▶ _SELECTED TEXT_
Ruelas called for a shift in thinking from treating individual patients to focusing on population health.  But he added a note of caution.  “Patients need access to good health care regardless of income,” he said. “Accessibility without quality is simply irresponsible.”

Martinez emphasized the power of health informatics, using data to empower patients as well as physicians. “Mobile devices and applications help us make health decisions on our own,” he said. “In the next decade,  machine learning and artificial intelligence (AI) will help us make decisions that enhance our lifestyles.”

Applying Artificial Intelligence

In her keynote address, the “Role of IBM Watson and Intersection of Data and Technology," Tina Moen, deputy chief officer for IBM Watson Health, also emphasized the growing importance of big data, predictive analytics and AI.  “We are now entering the cognitive computing era, which will help accelerate development timelines, and deliver more personalized healthcare, so that people are healthier and happier and lead longer, more productive lives.” 

Moen said IBM Watson Health wants to improve health across populations, pulling in the information so providers can make better recommendations. Today, it takes 17 years to translate scientific discoveries into practice, and about 45 percent of medicine is still not based on evidence, she said.

Cognitive computing can also help patients make good choices for themselves, Moen added, noting that about 40 percent of an individual’s health is related to behaviors such as smoking, eating, and exercise, 30 percent is environmental, 20 percent is genetic and only 10 percent is related to care.  “Both patients and physicians are fearful about robots taking over, but we see AI as new tool, like a stethoscope, to help in the prevention, diagnosis and treatment of disease.”

Closing the Cancer Divide

Before lunch, Knaul presented a keynote session on "Closing the Cancer Divide: Challenges and Opportunities for Women's Health and Health Systems in Latin America." She described her personal experience with breast cancer while living in Mexico, and its impact on her husband Julio Frenk and their two children.

“Today, Mexico guarantees treatment for every woman diagnosed with cervical or breast cancer, regardless of income, through its Seguro Popular coverage,” she said. “But women’s cancer care must be a global health imperative.”

Knaul called for a “diagonal approach” that focuses on interventions for prevention and treatment of different diseases across population groups. “For example, how can we integrate the delivery of cancer care into other programs seeking to reduce poverty?” she said.

▶ _TASK ITEM_
Continue the conference report on health care and AI, starting after its final sentence. The rows that come after the conference report are not needed.

▶ _RAW DATA_
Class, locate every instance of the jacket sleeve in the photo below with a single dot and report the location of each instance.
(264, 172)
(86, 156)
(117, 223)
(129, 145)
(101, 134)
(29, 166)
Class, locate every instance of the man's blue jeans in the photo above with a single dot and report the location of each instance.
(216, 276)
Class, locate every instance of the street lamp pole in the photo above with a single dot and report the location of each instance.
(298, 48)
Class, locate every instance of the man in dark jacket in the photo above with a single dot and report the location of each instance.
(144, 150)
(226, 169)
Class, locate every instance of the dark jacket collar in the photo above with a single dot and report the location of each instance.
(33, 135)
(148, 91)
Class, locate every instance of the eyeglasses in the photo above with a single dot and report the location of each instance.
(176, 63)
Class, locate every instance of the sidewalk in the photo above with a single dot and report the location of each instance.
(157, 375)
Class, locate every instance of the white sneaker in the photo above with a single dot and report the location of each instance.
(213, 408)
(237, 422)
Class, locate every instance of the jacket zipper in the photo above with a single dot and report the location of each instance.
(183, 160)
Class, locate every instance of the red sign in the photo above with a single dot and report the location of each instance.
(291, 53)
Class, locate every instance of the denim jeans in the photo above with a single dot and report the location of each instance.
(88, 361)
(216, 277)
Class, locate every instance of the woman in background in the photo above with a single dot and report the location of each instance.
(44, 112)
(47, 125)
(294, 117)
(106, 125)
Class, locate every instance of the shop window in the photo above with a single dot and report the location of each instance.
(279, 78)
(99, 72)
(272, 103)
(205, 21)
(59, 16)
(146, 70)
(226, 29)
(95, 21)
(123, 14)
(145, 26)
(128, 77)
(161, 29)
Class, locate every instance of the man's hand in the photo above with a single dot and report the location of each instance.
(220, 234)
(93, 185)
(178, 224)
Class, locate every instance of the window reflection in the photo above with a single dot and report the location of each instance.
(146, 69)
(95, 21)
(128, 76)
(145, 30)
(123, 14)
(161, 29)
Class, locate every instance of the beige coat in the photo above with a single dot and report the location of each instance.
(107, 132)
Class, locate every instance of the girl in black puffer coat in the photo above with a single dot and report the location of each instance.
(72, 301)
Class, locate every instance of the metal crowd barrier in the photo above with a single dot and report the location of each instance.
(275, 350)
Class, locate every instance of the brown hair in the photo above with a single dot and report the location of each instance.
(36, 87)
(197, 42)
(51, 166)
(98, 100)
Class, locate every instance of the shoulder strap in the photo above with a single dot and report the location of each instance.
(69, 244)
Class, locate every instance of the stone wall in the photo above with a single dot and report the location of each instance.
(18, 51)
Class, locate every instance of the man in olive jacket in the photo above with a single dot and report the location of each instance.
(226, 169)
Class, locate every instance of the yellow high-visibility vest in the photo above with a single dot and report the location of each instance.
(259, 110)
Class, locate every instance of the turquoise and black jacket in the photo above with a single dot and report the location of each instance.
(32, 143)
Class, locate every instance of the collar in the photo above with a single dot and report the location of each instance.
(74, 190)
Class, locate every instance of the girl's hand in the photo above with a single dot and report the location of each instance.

▶ _RESULT OF THIS TASK_
Knaul also moderated a panel on “Women’s Access to Health Care: Cancer Prevention and Treatment” with Argentine oncologist Eduardo Cazap, M.D., the president of SLACOM (Sociedad Latinoamericana y del Caribe de Oncología Médica);

Alvaro Soto,  president of Roche Latin America Sub Region; and Gilberto Lopes, M.D., the medical director international programs at Sylvester Comprehensive Cancer Center of the University of Miami Miller School of Medicine.

“The death rate from cancer in Latin America is twice as high as in the United States,” said Lopes. “One reason is inadequate funding. We spend hundreds of dollars per cancer diagnosis here compared with only $8 in Latin America.” 

However, U.S. institutions can learn lessons about the delivery of care from Latin American providers, Cazap said. “In the 1980s, chemotherapy was an inpatient treatment, even though it increased the side effects,” he said. “We didn’t have enough hospital beds in Argentina, so we pioneered the outpatient approach, which is now a common practice around the world.”

Soto called for increased public-private collaboration and greater transparency in order to improve health outcomes across the region. “We need to bring in different stakeholders in order to get the right treatments to patients,” he said. “Sessions like this play a vital role in expanding our knowledge and giving us an opportunity to learn from other professionals.”

The conference concluded with experts from Latin America brainstorming and reporting out policies which would enable enhanced education, prevention, access and treatment of disease processes.